Organize todo o material abaixo como um CSV de duas colunas, "texto" e "resposta", com uma linha para cada texto seguido de sua resposta. Cada valor deve ficar num único campo entre aspas, com as quebras de linha trocadas por espaços.

====== Material de origem ======

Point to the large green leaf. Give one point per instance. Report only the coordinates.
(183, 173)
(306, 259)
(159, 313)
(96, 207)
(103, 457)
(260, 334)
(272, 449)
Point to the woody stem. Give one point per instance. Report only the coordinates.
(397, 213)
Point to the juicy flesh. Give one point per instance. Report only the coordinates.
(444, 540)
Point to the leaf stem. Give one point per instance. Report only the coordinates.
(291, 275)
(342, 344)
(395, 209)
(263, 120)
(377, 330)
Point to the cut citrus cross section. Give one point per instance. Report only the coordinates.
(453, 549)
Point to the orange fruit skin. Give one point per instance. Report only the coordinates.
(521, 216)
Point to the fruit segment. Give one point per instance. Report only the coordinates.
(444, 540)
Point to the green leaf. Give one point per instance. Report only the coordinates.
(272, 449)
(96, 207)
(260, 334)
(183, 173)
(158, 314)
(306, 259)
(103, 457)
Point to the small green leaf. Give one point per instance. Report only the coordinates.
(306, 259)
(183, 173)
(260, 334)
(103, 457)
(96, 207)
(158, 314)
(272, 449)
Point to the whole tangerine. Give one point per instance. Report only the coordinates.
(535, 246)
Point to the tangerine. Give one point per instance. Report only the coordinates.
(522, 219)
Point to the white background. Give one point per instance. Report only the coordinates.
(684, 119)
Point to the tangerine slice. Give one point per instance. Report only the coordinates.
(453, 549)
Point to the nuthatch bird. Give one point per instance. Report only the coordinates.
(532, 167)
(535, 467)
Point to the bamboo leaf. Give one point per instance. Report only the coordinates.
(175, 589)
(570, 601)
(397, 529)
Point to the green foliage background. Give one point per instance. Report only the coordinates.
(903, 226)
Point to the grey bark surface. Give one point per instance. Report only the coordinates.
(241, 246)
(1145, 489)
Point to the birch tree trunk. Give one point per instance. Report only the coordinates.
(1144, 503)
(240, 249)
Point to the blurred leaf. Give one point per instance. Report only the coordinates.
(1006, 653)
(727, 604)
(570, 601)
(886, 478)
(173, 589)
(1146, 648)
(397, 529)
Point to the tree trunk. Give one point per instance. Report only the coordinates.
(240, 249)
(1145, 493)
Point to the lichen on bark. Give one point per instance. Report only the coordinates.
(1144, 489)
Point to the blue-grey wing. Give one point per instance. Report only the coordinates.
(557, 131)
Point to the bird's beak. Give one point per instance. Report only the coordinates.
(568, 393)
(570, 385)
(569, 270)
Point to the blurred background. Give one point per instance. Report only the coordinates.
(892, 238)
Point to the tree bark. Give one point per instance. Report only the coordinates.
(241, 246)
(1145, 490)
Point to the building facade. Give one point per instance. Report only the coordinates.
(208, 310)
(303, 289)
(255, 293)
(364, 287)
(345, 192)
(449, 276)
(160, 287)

======

▸ **Resposta redigida**:
texto,resposta
"Point to the large green leaf. Give one point per instance. Report only the coordinates.","(183, 173) (306, 259) (159, 313) (96, 207) (103, 457) (260, 334) (272, 449)"
"Point to the woody stem. Give one point per instance. Report only the coordinates.","(397, 213)"
"Point to the juicy flesh. Give one point per instance. Report only the coordinates.","(444, 540)"
"Point to the leaf stem. Give one point per instance. Report only the coordinates.","(291, 275) (342, 344) (395, 209) (263, 120) (377, 330)"
"Point to the cut citrus cross section. Give one point per instance. Report only the coordinates.","(453, 549)"
"Point to the orange fruit skin. Give one point per instance. Report only the coordinates.","(521, 216)"
"Point to the fruit segment. Give one point per instance. Report only the coordinates.","(444, 540)"
"Point to the green leaf. Give one point per instance. Report only the coordinates.","(272, 449) (96, 207) (260, 334) (183, 173) (158, 314) (306, 259) (103, 457)"
"Point to the small green leaf. Give one point per instance. Report only the coordinates.","(306, 259) (183, 173) (260, 334) (103, 457) (96, 207) (158, 314) (272, 449)"
"Point to the whole tangerine. Give one point per instance. Report only the coordinates.","(535, 246)"
"Point to the tangerine. Give one point per instance. Report only the coordinates.","(522, 219)"
"Point to the white background. Give one point per instance. Report only the coordinates.","(684, 119)"
"Point to the tangerine slice. Give one point per instance. Report only the coordinates.","(453, 549)"
"Point to the nuthatch bird. Give one point per instance. Report only the coordinates.","(532, 167) (535, 467)"
"Point to the bamboo leaf. Give one point per instance. Report only the coordinates.","(175, 589) (570, 601) (397, 529)"
"Point to the green foliage background. Give one point per instance. Report only the coordinates.","(903, 226)"
"Point to the grey bark surface. Give one point per instance. Report only the coordinates.","(241, 246) (1145, 489)"
"Point to the birch tree trunk. Give one point per instance. Report only the coordinates.","(1144, 503) (240, 249)"
"Point to the blurred leaf. Give one point per instance. Report only the coordinates.","(1006, 653) (727, 604) (570, 601) (886, 478) (173, 589) (1146, 648) (397, 529)"
"Point to the tree trunk. Give one point per instance. Report only the coordinates.","(240, 249) (1145, 493)"
"Point to the lichen on bark. Give one point per instance. Report only the coordinates.","(1144, 489)"
"Point to the blue-grey wing. Give one point per instance. Report only the coordinates.","(557, 131)"
"Point to the bird's beak. Give one point per instance. Report only the coordinates.","(568, 393) (570, 385) (569, 270)"
"Point to the blurred background. Give one point per instance. Report only the coordinates.","(892, 238)"
"Point to the tree bark. Give one point per instance. Report only the coordinates.","(241, 246) (1145, 490)"
"Point to the building facade. Give one point per instance. Report only the coordinates.","(208, 310) (303, 289) (255, 293) (364, 287) (345, 192) (449, 276) (160, 287)"